REQUIRED TASKS:
(a) Copy the Transfiguration excerpt word for word, beginning at the words "As they were" and stopping after "what John wrote?".
(b) According to the Transfiguration excerpt, which mountain is traditionally identified as the place where the event occurred?
(c) List every Bible chapter-and-verse reference cited in the Transfiguration excerpt.

+++ PAGE EXCERPT

Now, consider another incident that may be enlightened by the idea that God is viewing the universe in a way rather different than we do: the Transfiguration.
Matthew 16:28-17:9 presents an interesting and unique event (also recorded in Luke 9:28-36 and Mark 9:2-13):
“I tell you the truth, some who are standing here will not taste death before they see the Son of Man coming in his kingdom.”
After six days Jesus took with him Peter, James and John the brother of James, and led them up a high mountain by themselves. There he was transfigured before them. His face shone like the sun, and his clothes became as white as the light. Just then there appeared before them Moses and Elijah, talking with Jesus.
Peter said to Jesus, “Lord, it is good for us to be here. If you wish, I will put up three shelters—one for you, one for Moses and one for Elijah.”
While he was still speaking, a bright cloud enveloped them, and a voice from the cloud said, “This is my Son, whom I love; with him I am well pleased. Listen to him!”
When the disciples heard this, they fell facedown to the ground, terrified. But Jesus came and touched them. “Get up,” he said. “Don’t be afraid.” When they looked up, they saw no one except Jesus.
As they were coming down the mountain, Jesus in-structed them, “Don’t tell anyone what you have seen, until the Son of Man has been raised from the dead.”
The mountain where this occurred is traditionally identified as Mt. Tabor. It looks like an upside down bowl—perfectly smooth and round. So what happened here? There was obviously a physical change in Jesus of some sort. Based on the context of the episode, it apparently in some way fulfills the statement immediately preceding it that “some here will not taste death before they see the Son of Man coming in his kingdom.”
What does this mean? Is the transfiguration to be understood as the Kingdom of God, revealed early to the disciples? Or are we to suggest that Christ made a mistake and the second coming and the eternal kingdom didn’t arrive as planned—or can we make something of what John wrote?
Jesus answered, “If I want him to remain alive until I return, what is that to you? You must follow me.”

++++++
+++ GIVEN DATA

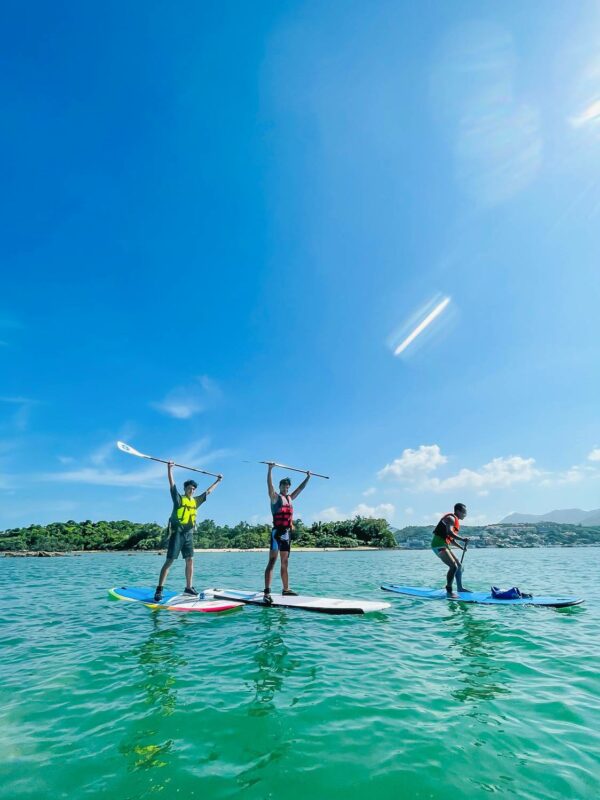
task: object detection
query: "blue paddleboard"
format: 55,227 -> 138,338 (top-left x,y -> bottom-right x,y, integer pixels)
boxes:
108,586 -> 242,613
381,583 -> 583,608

++++++

ANSWER SECTION:
(a)
As they were coming down the mountain, Jesus in-structed them, “Don’t tell anyone what you have seen, until the Son of Man has been raised from the dead.”
The mountain where this occurred is traditionally identified as Mt. Tabor. It looks like an upside down bowl—perfectly smooth and round. So what happened here? There was obviously a physical change in Jesus of some sort. Based on the context of the episode, it apparently in some way fulfills the statement immediately preceding it that “some here will not taste death before they see the Son of Man coming in his kingdom.”
What does this mean? Is the transfiguration to be understood as the Kingdom of God, revealed early to the disciples? Or are we to suggest that Christ made a mistake and the second coming and the eternal kingdom didn’t arrive as planned—or can we make something of what John wrote?

(b) Mt. Tabor

(c)
Matthew 16:28-17:9
Luke 9:28-36
Mark 9:2-13